### EXERCISE GOAL
Update the entries below, beginning at the line that has "Somewhere in this screenshot there is a red" and stopping after the line that has "[150,52,172,67]", by changing "small waterfall" to "narrow waterfall". Return only those lines, with everything else left as is.

Data items:

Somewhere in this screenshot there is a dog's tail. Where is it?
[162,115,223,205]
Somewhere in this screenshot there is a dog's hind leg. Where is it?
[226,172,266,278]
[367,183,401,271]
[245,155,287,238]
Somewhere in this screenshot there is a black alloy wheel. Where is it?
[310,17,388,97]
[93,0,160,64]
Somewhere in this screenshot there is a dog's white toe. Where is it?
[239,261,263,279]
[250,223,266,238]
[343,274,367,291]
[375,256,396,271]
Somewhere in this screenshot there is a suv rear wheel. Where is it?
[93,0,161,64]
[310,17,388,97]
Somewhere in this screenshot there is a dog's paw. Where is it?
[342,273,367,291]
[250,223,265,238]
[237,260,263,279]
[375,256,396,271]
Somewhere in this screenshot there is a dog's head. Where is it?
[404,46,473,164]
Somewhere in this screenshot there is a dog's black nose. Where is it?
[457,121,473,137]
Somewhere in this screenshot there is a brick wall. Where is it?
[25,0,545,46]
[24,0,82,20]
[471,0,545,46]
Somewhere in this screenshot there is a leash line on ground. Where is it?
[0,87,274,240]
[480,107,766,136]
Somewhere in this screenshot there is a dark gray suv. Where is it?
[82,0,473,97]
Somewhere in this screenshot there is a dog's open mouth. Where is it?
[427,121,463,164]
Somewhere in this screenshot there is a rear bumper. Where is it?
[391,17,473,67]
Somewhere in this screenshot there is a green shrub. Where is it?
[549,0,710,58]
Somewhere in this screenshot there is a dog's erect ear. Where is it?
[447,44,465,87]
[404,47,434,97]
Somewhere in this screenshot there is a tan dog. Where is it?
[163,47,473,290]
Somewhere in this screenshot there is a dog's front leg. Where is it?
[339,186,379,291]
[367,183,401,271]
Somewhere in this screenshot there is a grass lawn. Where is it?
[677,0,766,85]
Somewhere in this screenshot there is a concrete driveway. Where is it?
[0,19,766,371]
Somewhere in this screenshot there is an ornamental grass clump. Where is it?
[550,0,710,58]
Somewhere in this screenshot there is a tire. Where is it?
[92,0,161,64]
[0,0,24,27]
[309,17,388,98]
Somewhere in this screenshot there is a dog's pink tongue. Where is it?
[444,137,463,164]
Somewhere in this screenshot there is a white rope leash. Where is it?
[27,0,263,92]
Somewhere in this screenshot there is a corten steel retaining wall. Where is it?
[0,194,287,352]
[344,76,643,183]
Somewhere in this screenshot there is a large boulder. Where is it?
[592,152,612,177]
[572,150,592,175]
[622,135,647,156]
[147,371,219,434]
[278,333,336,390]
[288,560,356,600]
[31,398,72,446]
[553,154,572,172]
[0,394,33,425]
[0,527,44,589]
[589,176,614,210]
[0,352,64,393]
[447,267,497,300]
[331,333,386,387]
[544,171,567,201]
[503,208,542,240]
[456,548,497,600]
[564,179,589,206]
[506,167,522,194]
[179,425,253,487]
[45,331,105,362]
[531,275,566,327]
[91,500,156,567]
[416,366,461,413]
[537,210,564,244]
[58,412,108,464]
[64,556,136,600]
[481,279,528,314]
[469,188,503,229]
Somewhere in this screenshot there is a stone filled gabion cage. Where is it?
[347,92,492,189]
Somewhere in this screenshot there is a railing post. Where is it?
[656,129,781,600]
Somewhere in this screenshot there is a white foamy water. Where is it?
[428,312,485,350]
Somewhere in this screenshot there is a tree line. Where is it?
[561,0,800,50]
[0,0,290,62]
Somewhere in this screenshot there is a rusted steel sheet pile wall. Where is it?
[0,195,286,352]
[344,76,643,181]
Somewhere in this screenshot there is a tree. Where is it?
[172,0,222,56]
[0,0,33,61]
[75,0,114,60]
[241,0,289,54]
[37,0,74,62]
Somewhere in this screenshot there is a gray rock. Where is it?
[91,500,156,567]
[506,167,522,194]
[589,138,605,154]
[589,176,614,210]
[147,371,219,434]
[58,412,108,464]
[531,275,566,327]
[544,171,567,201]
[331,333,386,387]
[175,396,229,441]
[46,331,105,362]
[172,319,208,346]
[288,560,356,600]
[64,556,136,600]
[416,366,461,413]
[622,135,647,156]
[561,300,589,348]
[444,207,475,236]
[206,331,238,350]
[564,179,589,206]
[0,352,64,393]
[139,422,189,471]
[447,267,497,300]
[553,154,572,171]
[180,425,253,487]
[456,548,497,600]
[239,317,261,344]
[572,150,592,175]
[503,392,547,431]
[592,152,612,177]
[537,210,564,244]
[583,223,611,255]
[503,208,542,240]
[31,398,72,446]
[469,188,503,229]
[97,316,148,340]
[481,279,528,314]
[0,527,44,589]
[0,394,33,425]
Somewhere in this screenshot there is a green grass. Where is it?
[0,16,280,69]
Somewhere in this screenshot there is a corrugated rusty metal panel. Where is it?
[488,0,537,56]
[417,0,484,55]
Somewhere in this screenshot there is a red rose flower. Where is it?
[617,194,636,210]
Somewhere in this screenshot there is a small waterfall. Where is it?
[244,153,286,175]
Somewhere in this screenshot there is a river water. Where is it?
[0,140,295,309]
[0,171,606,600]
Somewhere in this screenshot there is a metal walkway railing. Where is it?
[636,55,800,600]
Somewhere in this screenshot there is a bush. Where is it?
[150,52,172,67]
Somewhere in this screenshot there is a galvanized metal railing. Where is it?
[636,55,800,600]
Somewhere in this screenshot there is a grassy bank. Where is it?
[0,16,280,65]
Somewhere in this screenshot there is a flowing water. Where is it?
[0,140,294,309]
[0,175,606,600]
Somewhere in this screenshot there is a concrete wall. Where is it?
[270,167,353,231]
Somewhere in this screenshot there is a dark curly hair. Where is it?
* * *
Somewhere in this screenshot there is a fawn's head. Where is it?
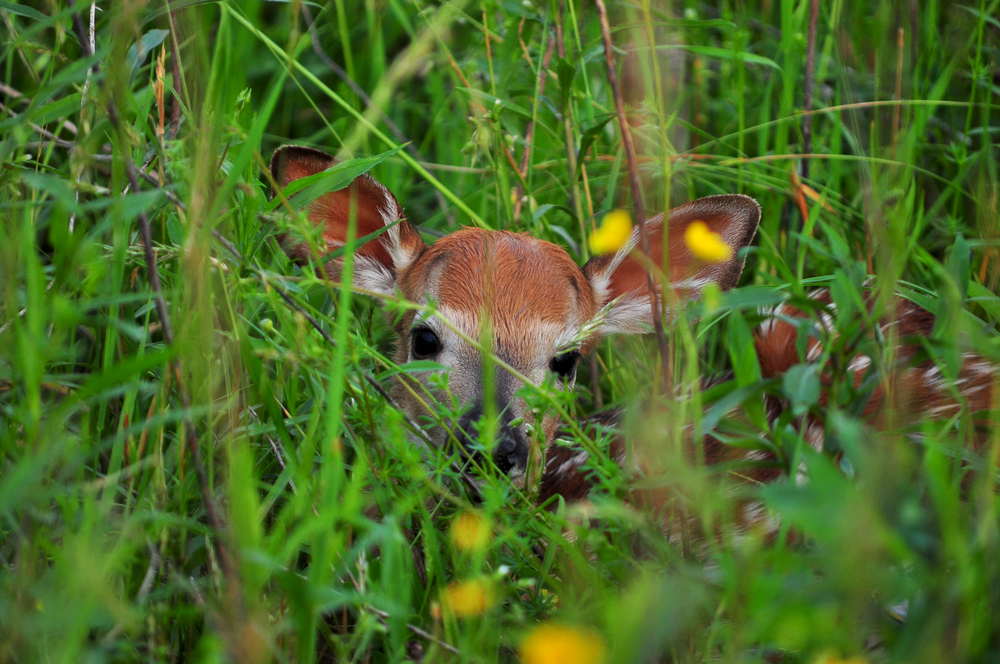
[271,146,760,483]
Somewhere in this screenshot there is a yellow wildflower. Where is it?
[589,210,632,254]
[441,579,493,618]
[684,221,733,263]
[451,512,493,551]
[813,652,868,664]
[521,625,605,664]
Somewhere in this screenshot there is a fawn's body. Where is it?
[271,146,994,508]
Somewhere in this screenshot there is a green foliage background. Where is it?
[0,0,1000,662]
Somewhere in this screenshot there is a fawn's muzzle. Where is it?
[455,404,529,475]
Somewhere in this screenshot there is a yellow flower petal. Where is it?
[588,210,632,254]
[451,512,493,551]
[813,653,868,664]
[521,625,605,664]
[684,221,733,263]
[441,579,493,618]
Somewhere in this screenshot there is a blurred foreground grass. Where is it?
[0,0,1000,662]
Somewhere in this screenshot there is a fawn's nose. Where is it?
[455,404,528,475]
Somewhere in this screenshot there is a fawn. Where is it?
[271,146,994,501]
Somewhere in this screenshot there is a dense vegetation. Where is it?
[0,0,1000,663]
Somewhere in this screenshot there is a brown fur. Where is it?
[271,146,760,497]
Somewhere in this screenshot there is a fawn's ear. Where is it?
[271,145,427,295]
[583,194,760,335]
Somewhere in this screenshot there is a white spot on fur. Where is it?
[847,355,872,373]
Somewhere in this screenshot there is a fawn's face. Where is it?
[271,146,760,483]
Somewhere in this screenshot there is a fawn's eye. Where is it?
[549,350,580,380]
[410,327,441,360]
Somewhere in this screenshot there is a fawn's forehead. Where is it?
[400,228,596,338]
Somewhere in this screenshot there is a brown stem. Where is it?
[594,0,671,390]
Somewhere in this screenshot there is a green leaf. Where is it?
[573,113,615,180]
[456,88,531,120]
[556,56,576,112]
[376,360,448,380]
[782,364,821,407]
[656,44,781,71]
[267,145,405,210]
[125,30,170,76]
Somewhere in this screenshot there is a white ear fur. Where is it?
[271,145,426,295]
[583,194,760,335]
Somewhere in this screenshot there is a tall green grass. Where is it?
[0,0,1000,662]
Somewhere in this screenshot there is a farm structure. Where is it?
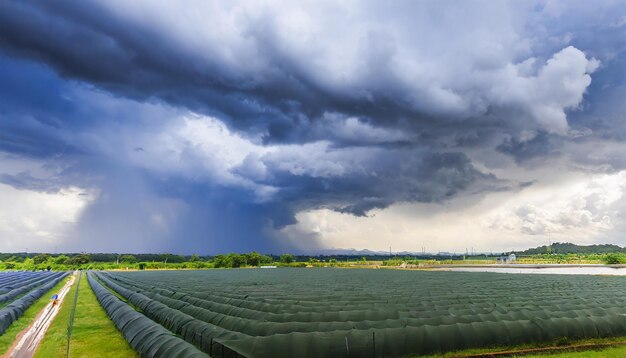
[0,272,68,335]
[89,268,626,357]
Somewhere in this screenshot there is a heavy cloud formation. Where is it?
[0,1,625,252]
--
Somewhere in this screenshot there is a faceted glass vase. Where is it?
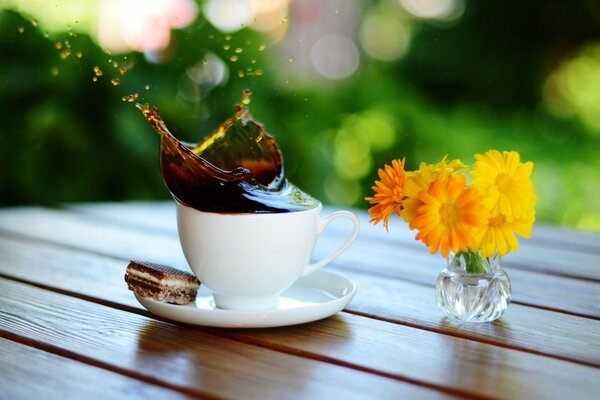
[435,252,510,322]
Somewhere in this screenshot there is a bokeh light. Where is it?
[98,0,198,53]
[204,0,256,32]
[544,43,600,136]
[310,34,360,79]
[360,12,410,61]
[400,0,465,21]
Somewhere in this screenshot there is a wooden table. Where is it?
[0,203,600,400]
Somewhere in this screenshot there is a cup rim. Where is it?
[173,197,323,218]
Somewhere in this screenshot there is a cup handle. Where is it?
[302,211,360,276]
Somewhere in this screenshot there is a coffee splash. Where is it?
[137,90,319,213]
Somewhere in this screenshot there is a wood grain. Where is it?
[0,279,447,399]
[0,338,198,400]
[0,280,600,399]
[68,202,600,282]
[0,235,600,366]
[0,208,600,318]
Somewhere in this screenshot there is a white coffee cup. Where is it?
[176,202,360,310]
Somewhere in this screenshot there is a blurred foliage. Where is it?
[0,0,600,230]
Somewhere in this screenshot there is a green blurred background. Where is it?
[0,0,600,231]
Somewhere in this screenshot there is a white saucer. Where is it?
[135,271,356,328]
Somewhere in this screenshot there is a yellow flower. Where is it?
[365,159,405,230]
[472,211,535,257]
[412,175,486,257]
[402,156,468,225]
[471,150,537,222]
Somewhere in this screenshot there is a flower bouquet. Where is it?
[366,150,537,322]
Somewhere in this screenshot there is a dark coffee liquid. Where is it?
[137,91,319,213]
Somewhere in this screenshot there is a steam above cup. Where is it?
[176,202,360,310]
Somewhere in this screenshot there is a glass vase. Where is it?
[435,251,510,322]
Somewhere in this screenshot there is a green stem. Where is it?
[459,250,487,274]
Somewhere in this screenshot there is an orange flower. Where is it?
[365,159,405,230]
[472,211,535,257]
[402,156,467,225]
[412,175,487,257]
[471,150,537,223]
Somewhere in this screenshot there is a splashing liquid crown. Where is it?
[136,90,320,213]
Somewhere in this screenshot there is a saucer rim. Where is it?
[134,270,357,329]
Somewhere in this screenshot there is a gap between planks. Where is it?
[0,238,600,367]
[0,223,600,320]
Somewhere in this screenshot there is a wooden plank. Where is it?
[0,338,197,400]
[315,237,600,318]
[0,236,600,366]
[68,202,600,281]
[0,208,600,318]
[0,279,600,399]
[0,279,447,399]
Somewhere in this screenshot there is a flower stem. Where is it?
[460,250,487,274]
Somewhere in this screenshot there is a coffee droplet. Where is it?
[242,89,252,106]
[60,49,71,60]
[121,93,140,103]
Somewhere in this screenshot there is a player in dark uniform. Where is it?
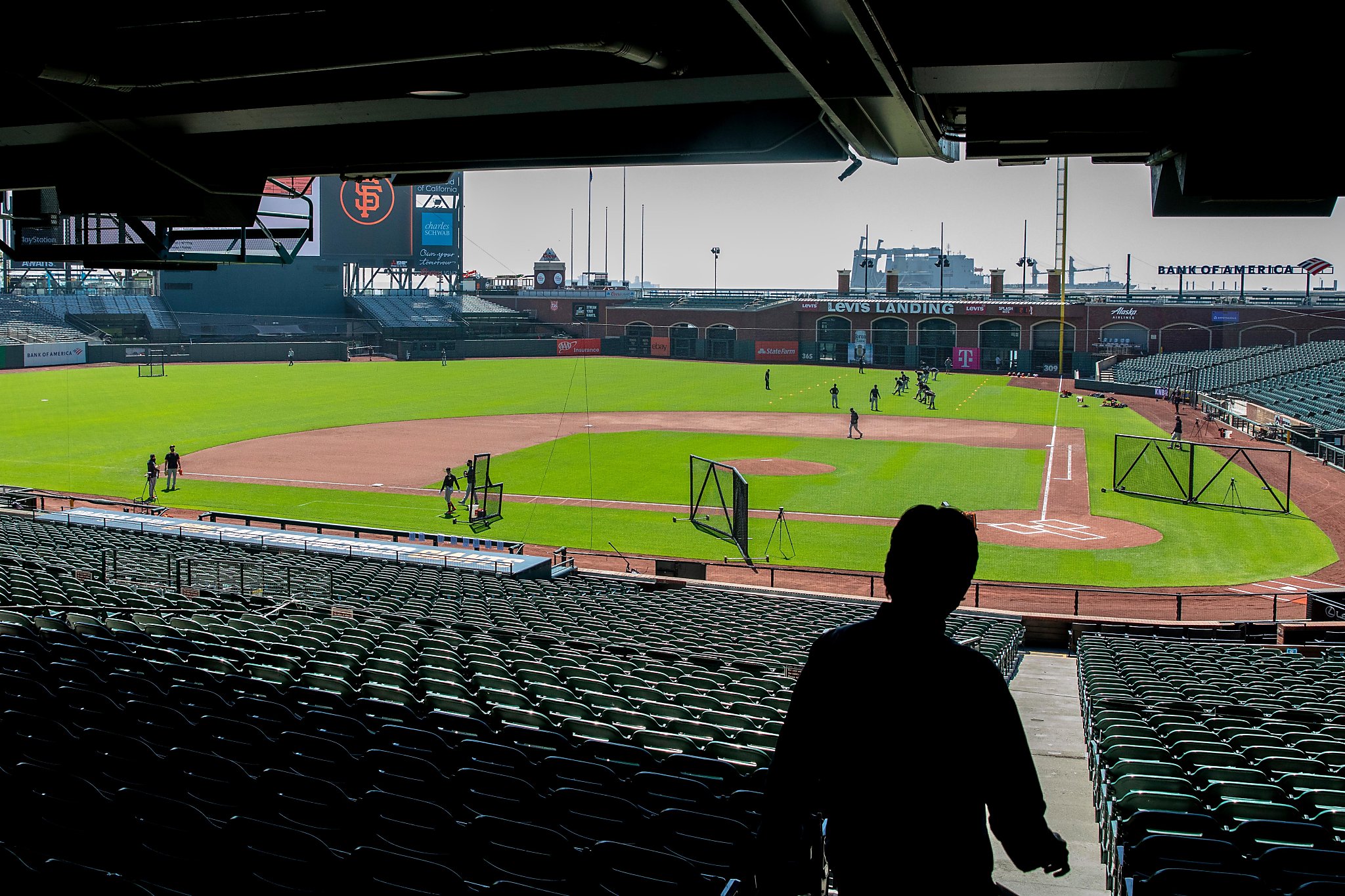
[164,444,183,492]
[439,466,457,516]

### RESULT OF THIS EXERCISE
Somewhere in this screenshot there is a red rose flower. Where is it?
[617,194,636,210]
Somewhere in this screenshot there is a narrow waterfall. Where is it?
[244,153,286,175]
Somewhere in this screenshot there is a river water. Where is it?
[0,140,295,309]
[0,171,606,600]
Somewhere in this screenshot there is a metal walkway railing. Where is it?
[636,55,800,600]
Somewhere in this screenshot there is a bush. Where is it?
[150,52,172,67]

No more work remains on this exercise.